[WHAT TO DO]
Reproduce every one of the records below verbatim, keeping each line unchanged and in its original order.

---------- GIVEN INFORMATION ----------

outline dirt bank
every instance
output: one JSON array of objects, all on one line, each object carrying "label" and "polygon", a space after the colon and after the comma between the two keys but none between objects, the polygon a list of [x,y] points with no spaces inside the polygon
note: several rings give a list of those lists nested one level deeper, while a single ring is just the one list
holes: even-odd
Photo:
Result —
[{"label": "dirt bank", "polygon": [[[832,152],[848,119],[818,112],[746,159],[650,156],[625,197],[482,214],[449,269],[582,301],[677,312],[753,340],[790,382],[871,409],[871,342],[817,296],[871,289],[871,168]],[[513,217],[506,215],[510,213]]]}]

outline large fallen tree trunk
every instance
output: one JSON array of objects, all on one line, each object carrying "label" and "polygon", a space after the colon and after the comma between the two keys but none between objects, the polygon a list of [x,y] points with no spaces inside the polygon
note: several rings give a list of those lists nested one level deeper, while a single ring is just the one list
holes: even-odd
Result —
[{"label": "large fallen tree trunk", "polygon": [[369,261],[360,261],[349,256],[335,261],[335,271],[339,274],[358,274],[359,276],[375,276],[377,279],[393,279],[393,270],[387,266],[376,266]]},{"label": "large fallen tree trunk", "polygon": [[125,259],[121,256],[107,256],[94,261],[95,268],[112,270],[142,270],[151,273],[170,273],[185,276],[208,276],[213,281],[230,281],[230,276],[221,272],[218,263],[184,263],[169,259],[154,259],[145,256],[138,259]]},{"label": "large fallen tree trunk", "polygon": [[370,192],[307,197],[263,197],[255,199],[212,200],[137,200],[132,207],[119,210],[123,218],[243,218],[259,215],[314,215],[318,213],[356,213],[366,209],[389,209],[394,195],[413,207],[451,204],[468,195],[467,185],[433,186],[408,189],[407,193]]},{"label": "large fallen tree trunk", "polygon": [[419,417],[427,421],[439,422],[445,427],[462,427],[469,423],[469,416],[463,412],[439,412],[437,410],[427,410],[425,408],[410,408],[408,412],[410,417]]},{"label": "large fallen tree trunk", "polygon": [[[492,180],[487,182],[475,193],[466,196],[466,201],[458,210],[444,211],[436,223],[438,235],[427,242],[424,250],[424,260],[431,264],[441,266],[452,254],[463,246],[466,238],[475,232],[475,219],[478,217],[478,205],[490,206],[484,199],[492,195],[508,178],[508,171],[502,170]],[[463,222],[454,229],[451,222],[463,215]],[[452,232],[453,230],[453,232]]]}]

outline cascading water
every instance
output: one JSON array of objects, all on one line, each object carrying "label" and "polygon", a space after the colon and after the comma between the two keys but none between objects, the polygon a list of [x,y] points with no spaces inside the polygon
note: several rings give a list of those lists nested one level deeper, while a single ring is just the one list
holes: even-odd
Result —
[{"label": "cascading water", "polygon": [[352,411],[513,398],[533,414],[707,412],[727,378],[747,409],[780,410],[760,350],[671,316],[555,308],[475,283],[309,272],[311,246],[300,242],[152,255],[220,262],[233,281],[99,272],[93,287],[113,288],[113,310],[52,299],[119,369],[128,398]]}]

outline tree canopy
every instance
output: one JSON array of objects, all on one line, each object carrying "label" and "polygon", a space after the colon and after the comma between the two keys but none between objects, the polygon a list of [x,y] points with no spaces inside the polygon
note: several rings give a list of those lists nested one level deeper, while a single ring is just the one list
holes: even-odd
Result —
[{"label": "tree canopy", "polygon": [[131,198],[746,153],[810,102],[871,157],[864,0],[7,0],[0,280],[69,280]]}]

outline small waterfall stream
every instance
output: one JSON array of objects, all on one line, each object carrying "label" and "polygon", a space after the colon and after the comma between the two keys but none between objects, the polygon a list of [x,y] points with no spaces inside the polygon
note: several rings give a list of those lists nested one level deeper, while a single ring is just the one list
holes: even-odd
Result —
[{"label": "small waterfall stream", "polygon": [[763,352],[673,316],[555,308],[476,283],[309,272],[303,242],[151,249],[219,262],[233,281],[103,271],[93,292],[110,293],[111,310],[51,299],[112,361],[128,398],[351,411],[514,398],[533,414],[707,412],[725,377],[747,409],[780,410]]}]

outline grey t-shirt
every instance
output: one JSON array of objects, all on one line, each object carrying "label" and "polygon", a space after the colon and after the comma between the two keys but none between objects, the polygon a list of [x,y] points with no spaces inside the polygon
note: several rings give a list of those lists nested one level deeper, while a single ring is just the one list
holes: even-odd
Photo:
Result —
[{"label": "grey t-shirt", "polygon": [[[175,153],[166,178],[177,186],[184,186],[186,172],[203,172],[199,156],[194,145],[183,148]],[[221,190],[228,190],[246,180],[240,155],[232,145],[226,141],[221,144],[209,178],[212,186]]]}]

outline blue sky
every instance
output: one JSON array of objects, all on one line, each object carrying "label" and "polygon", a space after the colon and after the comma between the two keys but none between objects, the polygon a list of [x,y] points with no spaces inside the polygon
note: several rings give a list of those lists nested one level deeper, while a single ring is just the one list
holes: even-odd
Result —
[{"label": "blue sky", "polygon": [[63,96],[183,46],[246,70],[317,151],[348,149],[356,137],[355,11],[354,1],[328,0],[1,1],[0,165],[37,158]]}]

----------

[RESULT OF THIS TASK]
outline dirt bank
every instance
output: one JSON array of objects, all on one line, each object carrying "label" and "polygon", a space after the colon and after the comma between the two keys but none between objects, the polygon a list of [x,y] points with no spaces inside the polygon
note: several rings give a list of those lists nested one level deeper, while a single ring is just the one list
holes: even-odd
Photo:
Result —
[{"label": "dirt bank", "polygon": [[[832,152],[848,119],[818,112],[746,159],[650,156],[625,197],[482,214],[449,269],[582,301],[677,312],[753,340],[790,382],[871,409],[871,342],[817,296],[871,289],[871,168]],[[513,217],[506,215],[510,213]]]}]

outline large fallen tree trunk
every instance
output: one JSON array of objects, all on one line, each object carrying "label" and "polygon", a space after the colon and after the comma between the two keys but none between objects, the polygon a list of [x,y] points with no spaces inside the polygon
note: several rings give a list of those lists nested one level deeper, while a single ring is just the one list
holes: even-odd
Result —
[{"label": "large fallen tree trunk", "polygon": [[369,261],[360,261],[349,256],[335,261],[335,271],[339,274],[358,274],[359,276],[375,276],[377,279],[393,279],[393,270],[387,266],[376,266]]},{"label": "large fallen tree trunk", "polygon": [[125,259],[121,256],[107,256],[94,261],[95,268],[112,270],[142,270],[151,273],[170,273],[185,276],[208,276],[213,281],[230,281],[230,276],[221,272],[218,263],[184,263],[169,259],[154,259],[145,256],[138,259]]},{"label": "large fallen tree trunk", "polygon": [[370,192],[307,197],[263,197],[255,199],[212,200],[137,200],[132,207],[119,210],[123,218],[243,218],[259,215],[314,215],[318,213],[356,213],[366,209],[389,209],[394,195],[413,207],[451,204],[468,195],[467,185],[433,186],[408,189],[407,193]]},{"label": "large fallen tree trunk", "polygon": [[419,417],[427,421],[439,422],[445,427],[462,427],[469,423],[469,416],[463,412],[439,412],[437,410],[427,410],[425,408],[410,408],[408,412],[410,417]]},{"label": "large fallen tree trunk", "polygon": [[[492,180],[487,182],[475,193],[466,196],[466,201],[458,210],[444,211],[436,223],[438,235],[427,242],[424,250],[424,260],[431,264],[441,266],[452,254],[463,246],[466,238],[475,232],[475,219],[478,217],[478,205],[490,206],[484,199],[492,195],[508,178],[508,171],[502,170]],[[463,222],[454,229],[451,222],[463,215]],[[452,232],[453,230],[453,232]]]}]

outline cascading water
every instance
output: one JSON array of objects, all on one line, each object carrying "label" and "polygon", a space after the colon and after the comma between the two keys but none between objects, the polygon a list of [x,y] points with no spaces inside the polygon
note: several rings give a list of those lists nested one level deeper, while a single ring is just the one list
holes: even-odd
Result —
[{"label": "cascading water", "polygon": [[352,411],[513,398],[533,414],[707,412],[727,378],[747,409],[780,410],[760,350],[671,316],[555,308],[475,283],[309,272],[311,246],[300,242],[152,255],[220,262],[233,281],[99,272],[93,287],[113,288],[113,310],[52,299],[119,369],[128,398]]}]

outline tree canopy
every instance
output: one JSON array of objects, all on one line, each object carrying "label" and "polygon", a space after the colon and after the comma between the two keys but none between objects, the polygon a list of [x,y] points with no spaces inside the polygon
note: several rings give a list of those lists nested one level deeper, while a single ring is just the one list
holes: even-odd
Result —
[{"label": "tree canopy", "polygon": [[131,198],[746,153],[810,102],[871,157],[864,0],[7,0],[0,280],[69,280]]}]

outline small waterfall stream
every instance
output: one JSON array of objects, all on one line, each object carrying "label" and "polygon", a space after the colon and after the comma between the two keys but none between objects, the polygon a list of [x,y] points with no spaces inside the polygon
note: several rings give a list of those lists nested one level deeper, while a single ring is just the one list
holes: even-odd
Result —
[{"label": "small waterfall stream", "polygon": [[763,352],[673,316],[555,308],[476,283],[309,272],[303,242],[151,249],[219,262],[233,281],[103,271],[93,292],[110,293],[111,310],[51,299],[112,361],[128,398],[351,411],[514,398],[533,414],[707,412],[725,377],[747,409],[780,410]]}]

outline grey t-shirt
every instance
output: one JSON array of objects, all on one line, each object carrying "label" and "polygon", a space after the colon and after the comma between the two keys but none between objects, the polygon a list of [x,y] points with no spaces inside the polygon
note: several rings give a list of those lists nested one level deeper, while a single ring is just the one list
holes: even-odd
Photo:
Result —
[{"label": "grey t-shirt", "polygon": [[[175,153],[166,178],[177,186],[184,186],[186,172],[203,172],[199,156],[194,145],[183,148]],[[221,190],[228,190],[246,180],[240,155],[232,145],[226,141],[221,144],[209,178],[212,186]]]}]

outline blue sky
every instance
output: one JSON array of objects, all on one line, each object carrying "label" and "polygon", a space after the colon and after the comma between the two keys but none between objects, the polygon a list of [x,y] points with no spaces inside the polygon
note: several rings give a list of those lists nested one level deeper, while a single ring is just the one list
holes: even-odd
Result —
[{"label": "blue sky", "polygon": [[63,96],[183,46],[246,70],[317,151],[348,149],[356,137],[355,11],[354,1],[328,0],[1,1],[0,165],[37,158]]}]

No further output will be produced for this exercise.